━━━ RECORDS SHOWN ━━━
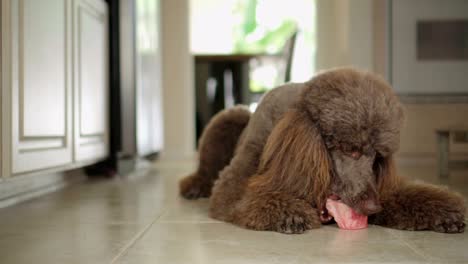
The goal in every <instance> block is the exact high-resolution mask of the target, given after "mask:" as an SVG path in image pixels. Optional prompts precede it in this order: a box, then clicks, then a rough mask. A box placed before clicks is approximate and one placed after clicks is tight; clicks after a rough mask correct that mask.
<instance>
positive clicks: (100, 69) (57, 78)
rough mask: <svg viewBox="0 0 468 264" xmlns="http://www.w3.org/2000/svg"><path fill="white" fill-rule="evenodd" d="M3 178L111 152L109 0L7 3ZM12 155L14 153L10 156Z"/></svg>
mask: <svg viewBox="0 0 468 264" xmlns="http://www.w3.org/2000/svg"><path fill="white" fill-rule="evenodd" d="M1 5H2V9H1V19H2V38H1V39H2V40H1V42H2V45H1V49H2V61H1V63H2V86H1V96H2V118H1V121H2V126H1V128H2V133H1V135H2V139H3V141H2V145H1V148H2V154H3V155H2V157H8V159H7V158H6V159H2V166H3V167H4V170H3V175H5V174H7V175H16V174H24V173H28V172H34V171H38V170H44V169H53V168H55V169H56V170H60V169H61V168H70V167H73V165H76V164H77V161H80V162H81V161H84V160H87V161H93V160H94V161H95V160H97V159H100V158H103V157H105V156H106V155H107V138H108V129H107V127H108V124H107V118H106V117H107V100H108V96H107V90H108V85H107V33H106V32H107V26H106V21H107V7H106V4H105V2H104V1H103V0H89V1H84V0H81V1H80V0H40V1H38V0H2V2H1ZM10 157H11V158H10Z"/></svg>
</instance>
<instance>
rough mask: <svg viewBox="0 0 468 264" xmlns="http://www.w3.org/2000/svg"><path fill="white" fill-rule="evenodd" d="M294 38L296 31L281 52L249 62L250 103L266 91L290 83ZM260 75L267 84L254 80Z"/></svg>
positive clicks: (295, 40)
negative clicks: (252, 99) (287, 82)
mask: <svg viewBox="0 0 468 264" xmlns="http://www.w3.org/2000/svg"><path fill="white" fill-rule="evenodd" d="M296 37H297V31H296V32H294V33H293V34H292V35H291V37H289V38H288V39H287V40H286V42H285V44H284V46H283V48H282V50H281V52H279V53H277V54H271V55H262V56H257V57H255V58H253V59H252V60H251V61H250V80H251V81H250V92H251V102H252V101H257V100H256V98H257V97H258V96H259V95H261V94H263V93H265V92H266V91H268V90H270V89H272V88H274V87H276V86H278V85H281V84H283V83H286V82H289V81H291V66H292V58H293V54H294V46H295V42H296ZM262 75H264V76H266V78H264V79H265V80H266V79H268V80H267V83H258V80H256V78H261V77H262ZM252 99H253V100H252Z"/></svg>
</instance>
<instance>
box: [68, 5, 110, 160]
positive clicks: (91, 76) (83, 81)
mask: <svg viewBox="0 0 468 264" xmlns="http://www.w3.org/2000/svg"><path fill="white" fill-rule="evenodd" d="M73 12H74V65H75V67H74V102H75V132H74V133H75V160H77V161H84V160H97V159H100V158H104V157H106V156H107V154H108V119H107V116H108V114H107V109H108V98H109V96H108V81H107V76H108V75H107V73H108V70H107V68H108V67H107V64H108V60H107V55H108V52H107V50H108V45H107V39H108V38H107V5H106V3H105V2H104V1H102V0H76V1H75V6H74V11H73Z"/></svg>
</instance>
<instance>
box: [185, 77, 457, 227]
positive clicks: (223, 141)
mask: <svg viewBox="0 0 468 264" xmlns="http://www.w3.org/2000/svg"><path fill="white" fill-rule="evenodd" d="M402 119H403V111H402V107H401V105H400V103H399V101H398V98H397V97H396V96H395V95H394V93H393V92H392V89H391V88H390V87H389V86H388V85H387V84H386V83H385V82H384V81H383V80H381V79H380V78H378V77H376V76H374V75H372V74H369V73H365V72H360V71H356V70H352V69H347V68H344V69H337V70H333V71H329V72H325V73H322V74H320V75H318V76H316V77H315V78H313V79H312V80H311V81H309V82H306V83H299V84H287V85H284V86H281V87H278V88H276V89H274V90H272V91H270V92H269V93H267V94H266V95H265V97H264V98H263V100H262V101H261V103H260V104H259V106H258V108H257V110H256V111H255V113H254V114H252V115H251V114H250V113H249V112H248V111H247V110H246V109H244V108H242V107H235V108H233V109H230V110H226V111H223V112H221V113H219V114H218V115H217V116H215V117H214V118H213V120H212V121H211V122H210V124H209V125H208V126H207V128H206V129H205V131H204V133H203V135H202V138H201V140H200V149H199V152H200V164H199V168H198V170H197V171H196V172H195V173H194V174H192V175H190V176H189V177H186V178H185V179H183V180H182V181H181V183H180V188H181V194H182V195H183V196H184V197H186V198H189V199H195V198H199V197H209V196H210V195H211V198H210V203H211V204H210V205H211V206H210V214H211V216H212V217H214V218H216V219H220V220H223V221H227V222H232V223H235V224H237V225H240V226H244V227H247V228H251V229H255V230H273V231H278V232H284V233H301V232H304V231H305V230H307V229H311V228H316V227H319V226H320V225H321V224H322V223H323V222H327V221H328V220H330V219H329V218H328V216H326V215H324V213H323V212H324V211H323V210H324V207H325V200H326V199H327V198H328V197H330V196H332V195H333V196H335V197H337V196H339V197H340V198H341V200H342V201H343V203H345V204H347V205H349V206H350V207H352V208H353V209H355V210H356V211H357V212H359V213H360V214H364V215H370V221H371V223H374V224H380V225H384V226H389V227H394V228H399V229H407V230H426V229H430V230H435V231H439V232H449V233H454V232H463V231H464V227H465V224H464V222H463V221H464V212H465V208H464V203H463V199H462V198H461V196H459V195H458V194H455V193H451V192H449V191H447V190H445V189H442V188H439V187H435V186H431V185H425V184H414V183H408V182H406V181H404V180H403V179H401V178H399V177H398V176H397V174H396V172H395V169H394V165H393V154H394V153H395V152H396V151H397V149H398V144H399V130H400V126H401V123H402ZM218 175H219V177H218Z"/></svg>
━━━
TASK ▸ Would you set down each line of the data exactly, with no images included?

TASK RESULT ▸
The goal in every <instance> block is the exact high-resolution mask of the target, given after "mask:" as an SVG path in image pixels. Optional prompts precede it in this order: a box, then clicks, then a rough mask. A box placed before clicks is approximate and one placed after clicks is tight; clicks after a rough mask correct that mask.
<instance>
positive clicks: (100, 69) (57, 78)
rough mask: <svg viewBox="0 0 468 264" xmlns="http://www.w3.org/2000/svg"><path fill="white" fill-rule="evenodd" d="M3 178L111 152L109 0L7 3ZM12 155L14 153L10 156Z"/></svg>
mask: <svg viewBox="0 0 468 264" xmlns="http://www.w3.org/2000/svg"><path fill="white" fill-rule="evenodd" d="M1 5H2V9H1V19H2V38H1V39H2V40H1V42H2V45H1V49H2V61H1V63H2V86H1V96H2V118H1V121H2V126H1V128H2V133H1V135H2V139H3V141H2V145H1V148H2V154H3V155H2V157H8V159H7V158H6V159H2V166H3V167H4V170H3V175H5V174H7V175H16V174H24V173H28V172H34V171H38V170H44V169H53V168H55V169H56V170H60V169H61V168H70V167H73V165H76V164H77V161H80V162H81V161H84V160H87V161H93V160H94V161H95V160H97V159H100V158H103V157H105V156H106V155H107V138H108V129H107V127H108V124H107V118H106V117H107V100H108V96H107V90H108V85H107V33H106V32H107V26H106V21H107V7H106V4H105V2H104V1H103V0H89V1H84V0H81V1H80V0H40V1H38V0H2V2H1ZM10 157H11V158H10Z"/></svg>
</instance>
<instance>
rough mask: <svg viewBox="0 0 468 264" xmlns="http://www.w3.org/2000/svg"><path fill="white" fill-rule="evenodd" d="M294 38L296 31L281 52L249 62L250 103L266 91L290 83ZM260 75L267 84L254 80Z"/></svg>
positive clicks: (295, 40)
negative clicks: (252, 99) (287, 82)
mask: <svg viewBox="0 0 468 264" xmlns="http://www.w3.org/2000/svg"><path fill="white" fill-rule="evenodd" d="M296 37H297V31H296V32H294V33H293V34H292V35H291V37H289V38H288V39H287V40H286V42H285V44H284V46H283V48H282V50H281V52H279V53H277V54H271V55H262V56H257V57H255V58H253V59H252V60H251V61H250V80H251V81H250V92H251V102H252V101H257V100H256V98H257V97H258V96H259V95H261V94H263V93H265V92H266V91H268V90H270V89H272V88H274V87H276V86H278V85H281V84H283V83H286V82H289V81H291V66H292V58H293V54H294V46H295V42H296ZM262 75H264V76H266V78H264V79H265V80H266V79H268V80H267V83H258V80H256V78H261V77H262ZM252 99H253V100H252Z"/></svg>
</instance>
<instance>
box: [68, 5, 110, 160]
positive clicks: (91, 76) (83, 81)
mask: <svg viewBox="0 0 468 264" xmlns="http://www.w3.org/2000/svg"><path fill="white" fill-rule="evenodd" d="M73 12H74V65H75V67H74V102H75V132H74V133H75V160H77V161H84V160H97V159H100V158H104V157H106V156H107V154H108V119H107V116H108V114H107V109H108V98H109V96H108V81H107V76H108V75H107V73H108V70H107V68H108V67H107V64H108V60H107V55H108V52H107V50H108V45H107V39H108V38H107V5H106V3H105V2H104V1H102V0H76V1H75V6H74V11H73Z"/></svg>
</instance>
<instance>
box: [185, 77, 457, 227]
positive clicks: (223, 141)
mask: <svg viewBox="0 0 468 264" xmlns="http://www.w3.org/2000/svg"><path fill="white" fill-rule="evenodd" d="M402 119H403V111H402V107H401V105H400V103H399V101H398V98H397V97H396V96H395V95H394V93H393V92H392V89H391V88H390V87H389V86H388V85H387V84H386V83H385V82H384V81H383V80H381V79H380V78H378V77H376V76H374V75H372V74H369V73H365V72H360V71H356V70H352V69H347V68H344V69H337V70H333V71H329V72H325V73H322V74H320V75H318V76H316V77H315V78H313V79H312V80H311V81H309V82H306V83H299V84H287V85H284V86H281V87H278V88H276V89H274V90H272V91H270V92H269V93H267V94H266V95H265V97H264V98H263V100H262V101H261V103H260V104H259V106H258V108H257V110H256V111H255V113H254V114H252V115H251V114H250V113H249V112H248V111H247V110H246V109H244V108H242V107H235V108H233V109H230V110H226V111H223V112H221V113H219V114H218V115H217V116H215V117H214V118H213V120H212V121H211V122H210V124H209V125H208V126H207V128H206V129H205V131H204V133H203V135H202V138H201V140H200V149H199V152H200V164H199V168H198V170H197V171H196V172H195V173H194V174H192V175H190V176H189V177H186V178H185V179H183V180H182V181H181V183H180V188H181V194H182V195H183V196H184V197H186V198H189V199H195V198H199V197H209V196H210V195H211V198H210V203H211V204H210V205H211V206H210V214H211V216H212V217H214V218H216V219H220V220H223V221H227V222H232V223H235V224H237V225H240V226H244V227H247V228H251V229H255V230H273V231H278V232H284V233H301V232H304V231H305V230H307V229H311V228H316V227H319V226H320V225H321V224H322V223H323V222H327V221H328V220H330V219H329V218H328V216H326V215H324V213H323V212H324V211H323V210H324V207H325V200H326V199H327V198H328V197H330V196H332V195H333V196H335V197H337V196H339V197H340V198H341V200H342V201H343V203H345V204H347V205H349V206H350V207H352V208H353V209H355V210H356V211H357V212H359V213H360V214H364V215H370V221H371V223H374V224H380V225H384V226H389V227H394V228H399V229H407V230H426V229H430V230H435V231H439V232H449V233H454V232H463V231H464V227H465V224H464V222H463V221H464V212H465V208H464V203H463V199H462V198H461V196H459V195H458V194H455V193H451V192H449V191H447V190H445V189H442V188H439V187H435V186H431V185H425V184H414V183H408V182H406V181H404V180H403V179H401V178H399V177H398V176H397V174H396V172H395V169H394V165H393V154H394V153H395V152H396V151H397V149H398V144H399V130H400V126H401V123H402ZM218 175H219V177H218Z"/></svg>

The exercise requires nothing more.